==== Items

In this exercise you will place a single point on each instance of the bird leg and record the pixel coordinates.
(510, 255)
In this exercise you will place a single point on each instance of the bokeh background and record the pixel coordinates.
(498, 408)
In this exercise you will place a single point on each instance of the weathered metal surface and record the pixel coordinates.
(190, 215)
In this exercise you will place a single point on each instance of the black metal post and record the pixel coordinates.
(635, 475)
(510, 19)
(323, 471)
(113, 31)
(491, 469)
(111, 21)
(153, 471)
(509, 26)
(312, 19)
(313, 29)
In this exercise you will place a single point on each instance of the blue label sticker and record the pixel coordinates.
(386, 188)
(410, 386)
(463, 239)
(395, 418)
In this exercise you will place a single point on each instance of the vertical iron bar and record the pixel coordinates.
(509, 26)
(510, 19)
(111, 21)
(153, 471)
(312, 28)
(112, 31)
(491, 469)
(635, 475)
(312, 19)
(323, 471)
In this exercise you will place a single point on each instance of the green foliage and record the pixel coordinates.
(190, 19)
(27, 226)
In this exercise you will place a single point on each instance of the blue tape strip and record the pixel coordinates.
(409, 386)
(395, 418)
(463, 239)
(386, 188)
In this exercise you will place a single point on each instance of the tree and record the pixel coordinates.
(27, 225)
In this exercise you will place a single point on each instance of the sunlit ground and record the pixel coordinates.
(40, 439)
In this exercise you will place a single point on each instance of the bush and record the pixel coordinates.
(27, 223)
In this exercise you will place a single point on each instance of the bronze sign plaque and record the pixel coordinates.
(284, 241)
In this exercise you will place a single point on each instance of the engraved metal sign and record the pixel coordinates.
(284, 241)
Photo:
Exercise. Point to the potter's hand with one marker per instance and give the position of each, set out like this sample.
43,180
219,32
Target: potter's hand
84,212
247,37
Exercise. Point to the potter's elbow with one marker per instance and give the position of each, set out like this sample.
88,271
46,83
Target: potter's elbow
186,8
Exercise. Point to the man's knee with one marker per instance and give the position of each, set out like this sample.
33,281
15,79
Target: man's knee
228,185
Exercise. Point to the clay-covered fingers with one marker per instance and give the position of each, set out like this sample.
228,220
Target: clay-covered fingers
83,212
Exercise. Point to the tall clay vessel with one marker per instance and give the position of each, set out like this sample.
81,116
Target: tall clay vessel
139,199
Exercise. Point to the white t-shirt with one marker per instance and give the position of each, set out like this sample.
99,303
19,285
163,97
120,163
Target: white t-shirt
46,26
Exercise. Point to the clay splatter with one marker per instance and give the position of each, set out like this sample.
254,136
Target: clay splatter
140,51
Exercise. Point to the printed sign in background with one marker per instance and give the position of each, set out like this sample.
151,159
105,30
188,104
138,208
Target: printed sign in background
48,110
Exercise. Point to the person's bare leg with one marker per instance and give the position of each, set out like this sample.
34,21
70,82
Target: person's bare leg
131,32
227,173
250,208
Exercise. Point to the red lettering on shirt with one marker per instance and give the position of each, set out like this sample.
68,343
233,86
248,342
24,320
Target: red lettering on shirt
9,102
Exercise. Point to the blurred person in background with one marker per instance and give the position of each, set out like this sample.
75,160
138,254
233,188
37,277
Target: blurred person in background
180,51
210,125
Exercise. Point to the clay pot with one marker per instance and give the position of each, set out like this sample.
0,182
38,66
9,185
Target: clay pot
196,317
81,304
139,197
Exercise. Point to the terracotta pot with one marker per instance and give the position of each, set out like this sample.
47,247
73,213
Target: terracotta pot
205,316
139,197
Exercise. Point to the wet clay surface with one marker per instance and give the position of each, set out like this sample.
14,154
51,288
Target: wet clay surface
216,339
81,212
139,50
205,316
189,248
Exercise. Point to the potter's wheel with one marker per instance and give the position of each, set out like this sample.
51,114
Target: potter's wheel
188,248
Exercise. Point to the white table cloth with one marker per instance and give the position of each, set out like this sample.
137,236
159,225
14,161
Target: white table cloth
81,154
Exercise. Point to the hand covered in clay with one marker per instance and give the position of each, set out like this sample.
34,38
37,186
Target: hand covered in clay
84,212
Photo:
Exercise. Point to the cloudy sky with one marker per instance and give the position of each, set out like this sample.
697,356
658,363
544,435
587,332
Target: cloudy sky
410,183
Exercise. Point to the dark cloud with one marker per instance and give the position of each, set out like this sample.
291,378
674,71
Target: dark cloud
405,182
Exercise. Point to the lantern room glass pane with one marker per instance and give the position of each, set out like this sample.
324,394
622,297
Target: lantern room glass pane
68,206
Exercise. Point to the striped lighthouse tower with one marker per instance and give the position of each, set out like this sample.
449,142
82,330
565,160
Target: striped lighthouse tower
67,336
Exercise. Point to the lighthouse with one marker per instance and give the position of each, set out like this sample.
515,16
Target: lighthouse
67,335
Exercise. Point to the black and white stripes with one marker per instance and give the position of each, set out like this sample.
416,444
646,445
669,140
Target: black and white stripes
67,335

========

- **Exercise brief**:
Starting with the line that contains "Exercise. Point to the dark", write out each line through the end of the listing, exactly as it appears, and include nothing else.

- **Final answer**:
Exercise. Point to the dark cloud with one marker per instance and give the position of each, set out like this sample.
291,378
674,71
Target: dark cloud
405,182
Exercise. Point to the lantern room glass pane with one marker per instance and give the position of each, set out like this sample.
324,394
622,297
Target: lantern room glass pane
68,206
Exercise. Point to the striped lighthouse tower with one marker per instance and give the position of each, set out like this sample.
449,142
82,330
565,160
Target: striped lighthouse tower
67,336
Exercise. Point to the lighthouse with one marker per instance and give the position of each, set out like this sample.
515,16
Target: lighthouse
67,335
Exercise. Point to the black and white stripes with one marker per instance and give the position of each, set out like this sample.
416,444
646,445
669,140
Target: black and white stripes
67,335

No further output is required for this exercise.